_Goal of the exercise:_ Rescale the listing below from the line with "of the snow" up to and including the line with "[[125, 142], [87, 141], [176, 137], [224, 140]]". Write out each of those lines, requests included, with every point coordinate in the answers multiplied by 0.3 and rounded to a whole number (halves round up), and return only those lines.

_Task inputs:_
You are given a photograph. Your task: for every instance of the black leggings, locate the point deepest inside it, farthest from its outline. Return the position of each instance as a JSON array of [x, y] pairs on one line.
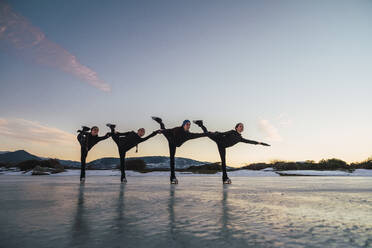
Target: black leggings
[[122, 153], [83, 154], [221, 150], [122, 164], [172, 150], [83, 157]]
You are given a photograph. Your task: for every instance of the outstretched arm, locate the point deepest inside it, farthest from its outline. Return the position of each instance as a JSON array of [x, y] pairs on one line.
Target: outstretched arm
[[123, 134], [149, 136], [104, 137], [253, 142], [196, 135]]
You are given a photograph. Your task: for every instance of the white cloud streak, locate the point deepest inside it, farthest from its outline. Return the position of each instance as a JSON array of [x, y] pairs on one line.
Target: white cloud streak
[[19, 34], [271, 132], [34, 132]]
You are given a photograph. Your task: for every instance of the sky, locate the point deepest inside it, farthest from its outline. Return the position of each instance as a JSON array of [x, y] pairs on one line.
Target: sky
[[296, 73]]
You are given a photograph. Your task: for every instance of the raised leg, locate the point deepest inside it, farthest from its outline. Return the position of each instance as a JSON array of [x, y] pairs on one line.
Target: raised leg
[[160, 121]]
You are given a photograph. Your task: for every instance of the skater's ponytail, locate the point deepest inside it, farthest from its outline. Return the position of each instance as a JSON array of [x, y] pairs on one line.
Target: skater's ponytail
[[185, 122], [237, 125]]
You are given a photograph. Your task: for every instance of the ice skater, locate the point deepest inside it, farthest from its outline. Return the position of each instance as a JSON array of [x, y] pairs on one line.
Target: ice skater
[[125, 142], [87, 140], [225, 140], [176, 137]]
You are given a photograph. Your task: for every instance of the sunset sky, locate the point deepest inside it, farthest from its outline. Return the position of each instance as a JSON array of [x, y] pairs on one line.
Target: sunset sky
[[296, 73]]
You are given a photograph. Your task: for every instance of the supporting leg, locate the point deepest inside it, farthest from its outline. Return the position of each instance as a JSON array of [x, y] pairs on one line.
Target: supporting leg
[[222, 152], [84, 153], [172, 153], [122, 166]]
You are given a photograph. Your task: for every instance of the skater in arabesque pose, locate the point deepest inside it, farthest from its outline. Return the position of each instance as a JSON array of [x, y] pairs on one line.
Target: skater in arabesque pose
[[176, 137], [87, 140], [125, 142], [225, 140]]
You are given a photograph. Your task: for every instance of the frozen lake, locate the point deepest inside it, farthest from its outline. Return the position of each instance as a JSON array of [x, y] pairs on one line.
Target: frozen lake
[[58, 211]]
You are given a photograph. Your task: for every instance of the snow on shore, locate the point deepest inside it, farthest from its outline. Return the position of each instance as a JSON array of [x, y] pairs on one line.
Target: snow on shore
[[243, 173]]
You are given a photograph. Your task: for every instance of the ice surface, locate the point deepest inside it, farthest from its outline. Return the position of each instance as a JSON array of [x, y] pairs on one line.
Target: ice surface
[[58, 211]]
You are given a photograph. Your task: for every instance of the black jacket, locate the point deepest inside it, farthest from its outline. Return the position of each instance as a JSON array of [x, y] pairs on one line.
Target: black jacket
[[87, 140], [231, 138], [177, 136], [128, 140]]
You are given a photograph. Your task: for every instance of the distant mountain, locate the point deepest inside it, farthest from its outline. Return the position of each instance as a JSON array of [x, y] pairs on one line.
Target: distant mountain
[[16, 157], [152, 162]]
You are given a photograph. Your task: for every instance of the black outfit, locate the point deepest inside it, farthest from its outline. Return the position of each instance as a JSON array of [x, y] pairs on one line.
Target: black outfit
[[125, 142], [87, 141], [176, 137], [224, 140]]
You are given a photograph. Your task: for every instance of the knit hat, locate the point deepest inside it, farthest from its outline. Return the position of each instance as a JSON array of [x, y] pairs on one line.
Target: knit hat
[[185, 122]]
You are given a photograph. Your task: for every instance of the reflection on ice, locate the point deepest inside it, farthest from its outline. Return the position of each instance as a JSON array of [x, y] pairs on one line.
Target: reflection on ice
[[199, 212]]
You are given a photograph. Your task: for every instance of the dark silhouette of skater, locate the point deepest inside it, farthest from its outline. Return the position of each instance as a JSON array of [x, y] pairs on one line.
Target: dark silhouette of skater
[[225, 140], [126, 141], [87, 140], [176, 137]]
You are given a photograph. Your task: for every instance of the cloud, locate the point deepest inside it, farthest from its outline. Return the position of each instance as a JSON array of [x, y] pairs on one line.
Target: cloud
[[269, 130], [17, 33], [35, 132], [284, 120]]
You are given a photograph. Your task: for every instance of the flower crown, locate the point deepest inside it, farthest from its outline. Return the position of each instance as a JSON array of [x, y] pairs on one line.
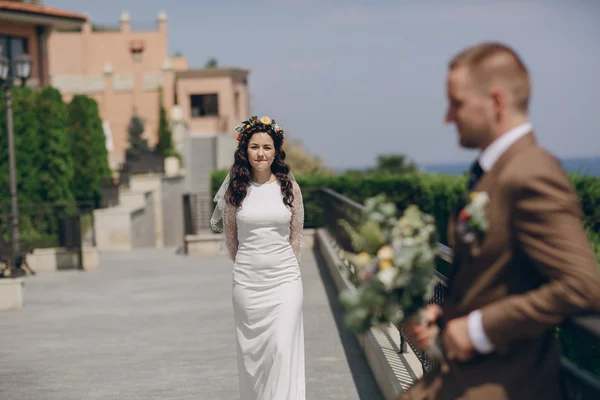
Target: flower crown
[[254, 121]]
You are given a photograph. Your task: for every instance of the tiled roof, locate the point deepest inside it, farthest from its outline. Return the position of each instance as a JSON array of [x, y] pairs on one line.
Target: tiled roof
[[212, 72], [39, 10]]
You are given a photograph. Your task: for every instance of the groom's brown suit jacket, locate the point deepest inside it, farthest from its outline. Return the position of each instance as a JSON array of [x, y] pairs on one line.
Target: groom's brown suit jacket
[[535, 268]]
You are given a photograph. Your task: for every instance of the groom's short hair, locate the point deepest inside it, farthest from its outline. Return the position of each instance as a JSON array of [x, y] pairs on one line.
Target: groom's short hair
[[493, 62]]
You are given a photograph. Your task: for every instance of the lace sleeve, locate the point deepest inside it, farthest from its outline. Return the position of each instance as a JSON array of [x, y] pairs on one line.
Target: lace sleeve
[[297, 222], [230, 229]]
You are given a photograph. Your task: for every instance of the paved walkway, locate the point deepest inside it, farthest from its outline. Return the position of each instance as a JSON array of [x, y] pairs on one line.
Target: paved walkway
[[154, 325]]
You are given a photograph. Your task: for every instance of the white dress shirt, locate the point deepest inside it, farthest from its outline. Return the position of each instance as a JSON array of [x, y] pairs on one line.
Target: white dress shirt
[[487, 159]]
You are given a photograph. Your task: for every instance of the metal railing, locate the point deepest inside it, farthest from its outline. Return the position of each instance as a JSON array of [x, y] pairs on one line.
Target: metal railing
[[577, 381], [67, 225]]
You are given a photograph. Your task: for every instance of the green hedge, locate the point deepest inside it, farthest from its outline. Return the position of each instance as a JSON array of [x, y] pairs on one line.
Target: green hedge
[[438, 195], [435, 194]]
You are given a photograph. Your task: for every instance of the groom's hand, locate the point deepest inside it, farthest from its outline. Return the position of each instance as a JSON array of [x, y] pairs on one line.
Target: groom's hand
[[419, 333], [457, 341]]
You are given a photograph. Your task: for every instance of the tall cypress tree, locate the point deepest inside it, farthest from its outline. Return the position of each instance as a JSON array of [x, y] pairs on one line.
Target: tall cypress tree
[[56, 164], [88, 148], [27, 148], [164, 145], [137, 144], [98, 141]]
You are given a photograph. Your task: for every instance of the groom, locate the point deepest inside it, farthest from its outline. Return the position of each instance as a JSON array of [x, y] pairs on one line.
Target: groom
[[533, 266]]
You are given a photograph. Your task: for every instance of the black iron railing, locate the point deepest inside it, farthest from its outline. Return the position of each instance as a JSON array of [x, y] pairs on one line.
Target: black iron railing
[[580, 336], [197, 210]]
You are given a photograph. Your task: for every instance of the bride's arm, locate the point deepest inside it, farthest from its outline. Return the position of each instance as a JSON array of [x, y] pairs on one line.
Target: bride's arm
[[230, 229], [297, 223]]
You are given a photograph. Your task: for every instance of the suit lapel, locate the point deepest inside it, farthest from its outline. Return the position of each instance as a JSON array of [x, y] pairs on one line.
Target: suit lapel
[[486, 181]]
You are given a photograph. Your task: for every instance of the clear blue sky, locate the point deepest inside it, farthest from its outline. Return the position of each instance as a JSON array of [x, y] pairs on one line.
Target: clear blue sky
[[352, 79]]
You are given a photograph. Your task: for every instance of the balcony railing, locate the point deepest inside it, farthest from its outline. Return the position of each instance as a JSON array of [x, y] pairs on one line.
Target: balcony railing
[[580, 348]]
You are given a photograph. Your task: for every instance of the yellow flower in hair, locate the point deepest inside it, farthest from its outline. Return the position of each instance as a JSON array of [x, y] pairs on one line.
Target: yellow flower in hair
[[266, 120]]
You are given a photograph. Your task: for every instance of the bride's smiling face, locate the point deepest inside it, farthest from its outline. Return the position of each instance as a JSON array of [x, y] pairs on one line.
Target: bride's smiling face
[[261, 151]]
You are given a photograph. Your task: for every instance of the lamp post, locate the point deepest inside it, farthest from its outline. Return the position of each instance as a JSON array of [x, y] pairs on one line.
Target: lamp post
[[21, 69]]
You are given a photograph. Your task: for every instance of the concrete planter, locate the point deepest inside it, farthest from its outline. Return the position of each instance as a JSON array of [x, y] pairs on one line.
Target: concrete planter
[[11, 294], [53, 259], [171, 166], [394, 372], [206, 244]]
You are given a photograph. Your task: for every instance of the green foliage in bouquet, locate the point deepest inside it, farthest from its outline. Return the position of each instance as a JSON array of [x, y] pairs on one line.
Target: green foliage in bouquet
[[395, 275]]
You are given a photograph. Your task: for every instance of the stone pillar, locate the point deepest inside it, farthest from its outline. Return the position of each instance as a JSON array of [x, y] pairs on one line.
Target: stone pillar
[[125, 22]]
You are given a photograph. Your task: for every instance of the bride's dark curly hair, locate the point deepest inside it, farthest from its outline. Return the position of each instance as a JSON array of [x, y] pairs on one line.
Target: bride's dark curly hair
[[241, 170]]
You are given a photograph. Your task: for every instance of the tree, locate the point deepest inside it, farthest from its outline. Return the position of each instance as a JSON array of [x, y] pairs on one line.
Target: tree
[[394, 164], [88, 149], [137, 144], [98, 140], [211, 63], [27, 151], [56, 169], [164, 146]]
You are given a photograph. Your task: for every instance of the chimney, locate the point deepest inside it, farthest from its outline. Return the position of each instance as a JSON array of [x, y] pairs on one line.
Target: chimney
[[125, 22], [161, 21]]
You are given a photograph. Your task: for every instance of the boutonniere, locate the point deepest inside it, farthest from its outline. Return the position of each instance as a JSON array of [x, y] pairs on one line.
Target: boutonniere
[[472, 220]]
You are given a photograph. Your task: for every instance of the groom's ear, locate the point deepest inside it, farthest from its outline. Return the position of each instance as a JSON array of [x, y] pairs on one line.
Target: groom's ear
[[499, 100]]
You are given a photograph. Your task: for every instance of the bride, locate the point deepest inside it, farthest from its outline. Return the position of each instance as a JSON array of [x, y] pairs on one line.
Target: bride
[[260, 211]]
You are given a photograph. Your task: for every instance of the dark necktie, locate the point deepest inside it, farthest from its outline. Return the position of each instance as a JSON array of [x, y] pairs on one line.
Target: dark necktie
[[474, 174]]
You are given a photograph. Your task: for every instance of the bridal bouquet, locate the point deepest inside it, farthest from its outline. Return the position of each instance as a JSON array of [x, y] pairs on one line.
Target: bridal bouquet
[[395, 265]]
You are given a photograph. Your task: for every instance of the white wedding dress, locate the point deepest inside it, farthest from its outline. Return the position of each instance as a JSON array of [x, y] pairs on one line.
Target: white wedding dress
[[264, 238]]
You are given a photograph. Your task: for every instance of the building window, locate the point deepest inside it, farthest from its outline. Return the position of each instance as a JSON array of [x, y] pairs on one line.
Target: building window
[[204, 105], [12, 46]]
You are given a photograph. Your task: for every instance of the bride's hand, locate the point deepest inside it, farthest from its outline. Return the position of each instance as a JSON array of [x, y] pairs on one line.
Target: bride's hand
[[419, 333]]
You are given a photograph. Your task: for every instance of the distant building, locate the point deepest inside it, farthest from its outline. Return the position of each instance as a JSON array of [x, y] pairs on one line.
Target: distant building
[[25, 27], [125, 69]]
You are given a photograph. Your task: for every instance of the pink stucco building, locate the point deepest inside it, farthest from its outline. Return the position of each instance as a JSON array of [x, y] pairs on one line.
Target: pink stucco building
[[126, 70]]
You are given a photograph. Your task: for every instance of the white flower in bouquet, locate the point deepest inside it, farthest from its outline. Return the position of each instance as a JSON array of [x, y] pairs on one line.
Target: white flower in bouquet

_Correct result:_
You are given a photograph. Your task: for every instance of the snow on shore, locate the point deepest inside it, farthest from its outline. Return the position of each instance as a JSON array of [x, y] pairs on one line.
Target: snow on shore
[[73, 52]]
You are given a photograph. Your task: for every instance of the ice surface, locate the point deepest inside it, farthest from its outline. Return the position of each instance as a JSON array of [x, y] pairs on one line.
Target: ice surface
[[17, 63]]
You are given a photograph. Your task: for every instance of the black jacket, locate the point deepest inside it, farthest from its outline. Return the position of each instance as a JSON array of [x, y] pairs on one line.
Target: black jacket
[[26, 42], [69, 41], [53, 41], [38, 42]]
You are given a photograph. Your task: for every instance of the distant mountain, locate the point deepest inside it, farthest from its outline. Return the position of each instance as a JSON array of [x, y] pairs on one line.
Target: distant mountain
[[5, 47], [46, 49]]
You are given a photograph. Your task: for every instance of the black outfit, locate the point deepest inside it, farthest from its outline. Return the position of each instance as a JSON array of [x, y] pairs on one line.
Target: black outfit
[[38, 43], [26, 42], [53, 41], [67, 42]]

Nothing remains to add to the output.